- _Source document_
####

Re: 1NF, missing/unknown data, and structured values

From: J M Davitt <jdavitt_at_aeneas.net>
Date: Tue, 02 May 2006 05:17:16 GMT
Message-ID: <wXB5g.19291$YI5.15241_at_tornado.ohiordc.rr.com>


ralphbecket_at_gmail.com wrote:
> My understanding is that a table is in 1NF if
> - it is a set of rows (i.e., without duplicates)
> - the rows in the table all have the same type
> signature
> - a primary key (i.e., a set of column names)
> exists for the table such that there is a (partial)
> functional relationship from keys to rows (i.e.,
> each key value maps to at most one row in
> the table).

Actually, key value constraints aren't part of 1NF. Proper sets - of attributes (columns) and tuples (rows) - are what 1NF requires.

> Can someone confirm for me that there are no
> other constraints on column values under 1NF?
> In particular, is there any reason why column
> values should not themselves have structure?

####

- _Exercise input_

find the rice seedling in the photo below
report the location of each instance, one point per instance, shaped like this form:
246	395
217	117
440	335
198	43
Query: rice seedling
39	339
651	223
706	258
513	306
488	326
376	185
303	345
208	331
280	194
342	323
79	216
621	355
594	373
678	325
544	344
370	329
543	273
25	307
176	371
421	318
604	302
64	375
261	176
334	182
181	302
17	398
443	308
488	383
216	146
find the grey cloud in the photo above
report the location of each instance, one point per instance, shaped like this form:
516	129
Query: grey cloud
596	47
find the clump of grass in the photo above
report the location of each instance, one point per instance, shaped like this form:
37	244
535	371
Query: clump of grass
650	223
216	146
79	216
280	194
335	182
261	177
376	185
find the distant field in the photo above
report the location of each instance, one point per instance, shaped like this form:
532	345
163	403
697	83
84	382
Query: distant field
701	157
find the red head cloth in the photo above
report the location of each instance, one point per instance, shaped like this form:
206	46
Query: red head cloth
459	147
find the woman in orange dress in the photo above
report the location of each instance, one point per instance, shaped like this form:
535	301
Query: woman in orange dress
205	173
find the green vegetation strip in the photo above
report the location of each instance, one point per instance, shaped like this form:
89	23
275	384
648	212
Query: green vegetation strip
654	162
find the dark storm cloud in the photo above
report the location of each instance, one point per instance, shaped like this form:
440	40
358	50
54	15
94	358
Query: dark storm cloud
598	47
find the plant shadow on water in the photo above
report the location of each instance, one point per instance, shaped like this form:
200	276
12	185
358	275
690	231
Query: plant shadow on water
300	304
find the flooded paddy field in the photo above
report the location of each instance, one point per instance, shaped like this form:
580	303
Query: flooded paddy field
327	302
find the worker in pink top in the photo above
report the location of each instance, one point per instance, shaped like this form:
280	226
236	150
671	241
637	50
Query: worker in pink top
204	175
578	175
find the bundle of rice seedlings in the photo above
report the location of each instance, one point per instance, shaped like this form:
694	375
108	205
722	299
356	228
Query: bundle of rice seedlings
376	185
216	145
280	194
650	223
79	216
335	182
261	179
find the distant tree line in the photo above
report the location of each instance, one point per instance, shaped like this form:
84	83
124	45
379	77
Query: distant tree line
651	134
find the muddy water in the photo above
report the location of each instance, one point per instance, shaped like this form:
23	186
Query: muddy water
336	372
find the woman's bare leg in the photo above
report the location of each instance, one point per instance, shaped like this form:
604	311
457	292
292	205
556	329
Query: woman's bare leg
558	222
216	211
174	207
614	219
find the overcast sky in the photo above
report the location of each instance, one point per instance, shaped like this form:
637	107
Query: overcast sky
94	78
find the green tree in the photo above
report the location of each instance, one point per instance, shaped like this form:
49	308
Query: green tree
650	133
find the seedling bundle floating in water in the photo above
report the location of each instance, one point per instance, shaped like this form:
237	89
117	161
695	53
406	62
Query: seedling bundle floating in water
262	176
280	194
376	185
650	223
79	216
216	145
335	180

####

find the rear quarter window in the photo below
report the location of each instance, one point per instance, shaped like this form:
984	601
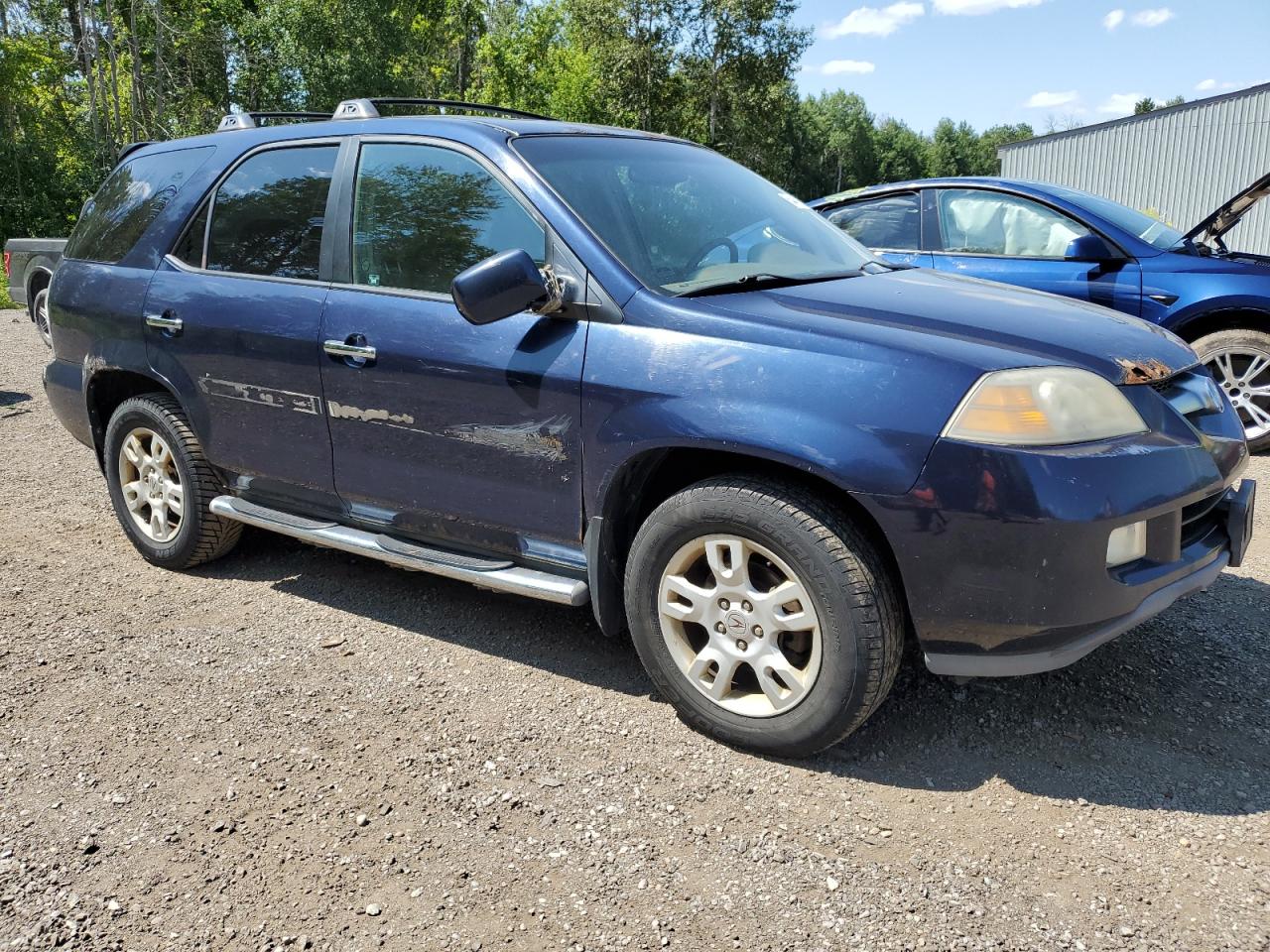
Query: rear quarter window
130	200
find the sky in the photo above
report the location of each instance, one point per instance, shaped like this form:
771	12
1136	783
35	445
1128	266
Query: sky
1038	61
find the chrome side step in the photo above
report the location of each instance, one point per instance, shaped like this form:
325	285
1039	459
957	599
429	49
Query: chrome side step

####

- _The tasks_
1: Can you rewrite the rows from the line that contains "find the chrome side step in the photo above" to the line that contains "Query: chrome side step", both included, as a JSON list of strings with one string per line and blank lines left out?
2: Could you extend the newsgroup post on 1NF and structured column values from the point where it stops?

- _Results in order_
1:
[
  "find the chrome side step in the photo above",
  "report the location of each instance, one point per instance, shaped like this form:",
  "325\t285",
  "1039\t459",
  "957\t599",
  "429\t49",
  "Query: chrome side step"
]

2:
> For example, dates seem like a perfectly good
> type for a column, but dates are structured
> values from which I can project day, month, or
> year.

Generally, that is correct. But read on...

> If this is so, surely other structures such as lists
> and various user-defined data types should
> also be supported, provided they support tests
> for (in)equality as required by the RM (so
> higher order types are probably out). Admittedly
> you'd probably need a richer language than SQL
> to manipulate these structure values effectively.

Yes -- and no. Interpolating user-defined types require user-defined operators. All the relational operators can operate on user-defined types as long as there exists a user-defined operator which yields a boolean when asked, "Are these two values the same value?"

> Taking this idea further, we could go on to define
> a collection of "maybe" types (to borrow from
> functional programming parlance) to handle
> situations where we have missing or inapplicable
> data, without the need to break the RM logic with
> nonsense like NULLs.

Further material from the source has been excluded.